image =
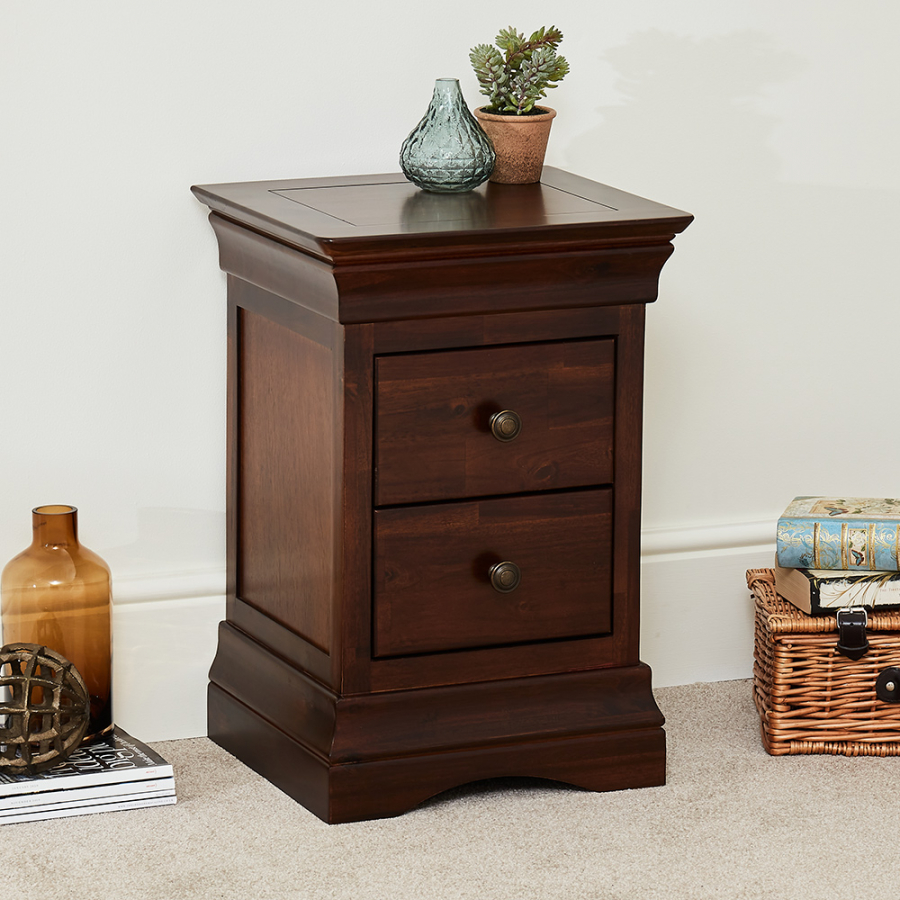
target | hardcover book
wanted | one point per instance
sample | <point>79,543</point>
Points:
<point>823,591</point>
<point>840,533</point>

▸ TASK DESCRIPTION
What is needed here is an exact transcription of every record above, with images excluded.

▸ REPLY
image =
target | hardcover book
wanted | one point per instance
sample | <point>79,543</point>
Points:
<point>823,591</point>
<point>840,533</point>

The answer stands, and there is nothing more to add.